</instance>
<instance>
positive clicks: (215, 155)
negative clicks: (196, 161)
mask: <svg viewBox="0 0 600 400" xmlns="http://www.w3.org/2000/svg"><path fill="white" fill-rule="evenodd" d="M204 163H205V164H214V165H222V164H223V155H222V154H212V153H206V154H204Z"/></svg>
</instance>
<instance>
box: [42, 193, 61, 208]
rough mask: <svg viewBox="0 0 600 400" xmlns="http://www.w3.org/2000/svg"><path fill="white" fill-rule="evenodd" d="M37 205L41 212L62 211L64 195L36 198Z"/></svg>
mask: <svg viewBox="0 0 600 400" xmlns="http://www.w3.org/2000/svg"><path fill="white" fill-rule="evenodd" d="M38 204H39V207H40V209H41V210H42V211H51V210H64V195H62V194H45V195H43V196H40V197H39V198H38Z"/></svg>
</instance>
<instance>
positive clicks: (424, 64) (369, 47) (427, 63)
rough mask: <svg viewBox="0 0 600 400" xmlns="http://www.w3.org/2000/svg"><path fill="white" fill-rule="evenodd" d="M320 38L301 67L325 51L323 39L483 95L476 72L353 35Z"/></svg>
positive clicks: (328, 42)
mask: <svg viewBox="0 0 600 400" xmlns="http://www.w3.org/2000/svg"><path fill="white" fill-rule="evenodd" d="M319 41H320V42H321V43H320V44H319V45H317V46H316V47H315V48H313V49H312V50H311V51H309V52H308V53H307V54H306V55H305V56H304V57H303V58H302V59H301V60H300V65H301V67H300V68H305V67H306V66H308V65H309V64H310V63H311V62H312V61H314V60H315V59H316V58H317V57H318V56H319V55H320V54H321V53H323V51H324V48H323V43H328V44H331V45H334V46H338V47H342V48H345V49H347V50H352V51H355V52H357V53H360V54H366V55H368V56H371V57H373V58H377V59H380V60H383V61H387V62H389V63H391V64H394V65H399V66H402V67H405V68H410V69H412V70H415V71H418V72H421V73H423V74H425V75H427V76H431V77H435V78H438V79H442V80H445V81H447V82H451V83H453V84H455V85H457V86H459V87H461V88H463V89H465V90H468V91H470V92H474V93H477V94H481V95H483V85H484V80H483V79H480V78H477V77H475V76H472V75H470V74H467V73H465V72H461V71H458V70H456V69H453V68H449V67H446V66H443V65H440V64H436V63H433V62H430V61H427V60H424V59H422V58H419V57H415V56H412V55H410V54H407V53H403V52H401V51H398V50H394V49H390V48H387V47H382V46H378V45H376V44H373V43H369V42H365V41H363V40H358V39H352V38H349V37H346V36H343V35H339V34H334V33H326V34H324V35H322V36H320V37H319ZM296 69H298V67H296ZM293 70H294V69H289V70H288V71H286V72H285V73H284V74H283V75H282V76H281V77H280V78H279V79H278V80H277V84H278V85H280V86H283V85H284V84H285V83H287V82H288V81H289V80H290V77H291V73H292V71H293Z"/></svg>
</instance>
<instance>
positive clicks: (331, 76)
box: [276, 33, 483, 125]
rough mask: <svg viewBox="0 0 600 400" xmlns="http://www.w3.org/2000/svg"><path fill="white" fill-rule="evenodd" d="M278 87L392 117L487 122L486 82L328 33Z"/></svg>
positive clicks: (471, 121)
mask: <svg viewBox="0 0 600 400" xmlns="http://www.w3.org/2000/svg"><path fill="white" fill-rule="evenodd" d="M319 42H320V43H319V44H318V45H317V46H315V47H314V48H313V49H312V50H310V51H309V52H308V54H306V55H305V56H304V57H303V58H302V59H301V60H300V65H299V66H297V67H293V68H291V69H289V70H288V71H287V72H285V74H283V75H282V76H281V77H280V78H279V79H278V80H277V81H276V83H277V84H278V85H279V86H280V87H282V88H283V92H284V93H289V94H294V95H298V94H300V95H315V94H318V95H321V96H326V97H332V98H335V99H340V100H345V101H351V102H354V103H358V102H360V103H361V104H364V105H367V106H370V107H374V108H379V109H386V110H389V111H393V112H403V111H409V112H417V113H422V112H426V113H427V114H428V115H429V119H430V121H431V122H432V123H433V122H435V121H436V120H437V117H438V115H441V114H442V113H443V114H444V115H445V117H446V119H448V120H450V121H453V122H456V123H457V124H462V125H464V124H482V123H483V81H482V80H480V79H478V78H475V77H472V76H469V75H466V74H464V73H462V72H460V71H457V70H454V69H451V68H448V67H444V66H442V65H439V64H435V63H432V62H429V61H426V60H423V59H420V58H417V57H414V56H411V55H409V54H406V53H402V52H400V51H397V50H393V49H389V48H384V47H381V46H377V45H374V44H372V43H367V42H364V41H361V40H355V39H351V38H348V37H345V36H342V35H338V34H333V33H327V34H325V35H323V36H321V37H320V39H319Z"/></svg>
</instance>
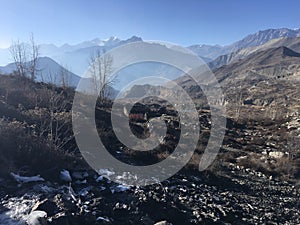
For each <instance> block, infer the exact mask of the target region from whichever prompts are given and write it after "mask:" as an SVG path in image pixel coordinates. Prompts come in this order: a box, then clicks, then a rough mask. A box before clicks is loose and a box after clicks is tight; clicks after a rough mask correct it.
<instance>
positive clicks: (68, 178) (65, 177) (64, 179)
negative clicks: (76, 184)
mask: <svg viewBox="0 0 300 225" xmlns="http://www.w3.org/2000/svg"><path fill="white" fill-rule="evenodd" d="M59 178H60V179H61V180H62V181H66V182H71V181H72V178H71V175H70V172H69V171H68V170H62V171H60V175H59Z"/></svg>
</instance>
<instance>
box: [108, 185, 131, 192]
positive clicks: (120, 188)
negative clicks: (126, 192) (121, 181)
mask: <svg viewBox="0 0 300 225" xmlns="http://www.w3.org/2000/svg"><path fill="white" fill-rule="evenodd" d="M129 189H130V186H127V185H123V184H119V185H118V186H115V187H111V188H110V191H111V193H115V192H123V191H127V190H129Z"/></svg>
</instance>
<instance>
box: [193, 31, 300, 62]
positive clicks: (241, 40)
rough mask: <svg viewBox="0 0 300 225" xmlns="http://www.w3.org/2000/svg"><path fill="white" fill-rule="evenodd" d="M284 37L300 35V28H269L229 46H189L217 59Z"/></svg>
mask: <svg viewBox="0 0 300 225" xmlns="http://www.w3.org/2000/svg"><path fill="white" fill-rule="evenodd" d="M282 37H290V38H295V37H300V29H288V28H279V29H267V30H263V31H258V32H256V33H254V34H250V35H248V36H246V37H244V38H243V39H242V40H239V41H236V42H234V43H232V44H230V45H227V46H219V45H213V46H212V45H192V46H189V47H188V48H189V49H190V50H192V51H194V52H195V53H196V54H198V55H199V56H202V57H209V58H212V59H216V58H217V57H218V56H221V55H225V54H229V53H231V52H235V51H238V50H239V49H244V48H248V47H254V46H260V45H263V44H265V43H267V42H268V41H270V40H272V39H277V38H282Z"/></svg>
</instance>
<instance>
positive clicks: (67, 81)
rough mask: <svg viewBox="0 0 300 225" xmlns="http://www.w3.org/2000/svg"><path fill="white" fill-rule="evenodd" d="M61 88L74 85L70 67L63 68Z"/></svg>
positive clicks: (61, 73)
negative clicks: (70, 70) (70, 71)
mask: <svg viewBox="0 0 300 225" xmlns="http://www.w3.org/2000/svg"><path fill="white" fill-rule="evenodd" d="M60 75H61V86H62V87H63V88H67V87H70V86H71V85H72V75H71V72H70V69H69V66H68V65H65V66H64V67H61V71H60Z"/></svg>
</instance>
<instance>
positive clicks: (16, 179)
mask: <svg viewBox="0 0 300 225" xmlns="http://www.w3.org/2000/svg"><path fill="white" fill-rule="evenodd" d="M10 175H11V176H12V177H13V178H14V179H15V180H16V181H17V182H18V183H29V182H38V181H45V180H44V178H42V177H41V176H40V175H37V176H33V177H23V176H20V175H18V174H15V173H10Z"/></svg>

*Exercise goal*:
All lines in the data above from the one with "positive clicks: (67, 81)" through the one with "positive clicks: (61, 73)" must be repeated exactly, and no others.

*Exercise output*:
positive clicks: (67, 81)
rough mask: <svg viewBox="0 0 300 225" xmlns="http://www.w3.org/2000/svg"><path fill="white" fill-rule="evenodd" d="M61 88L74 85L70 67L63 68Z"/></svg>
positive clicks: (61, 73)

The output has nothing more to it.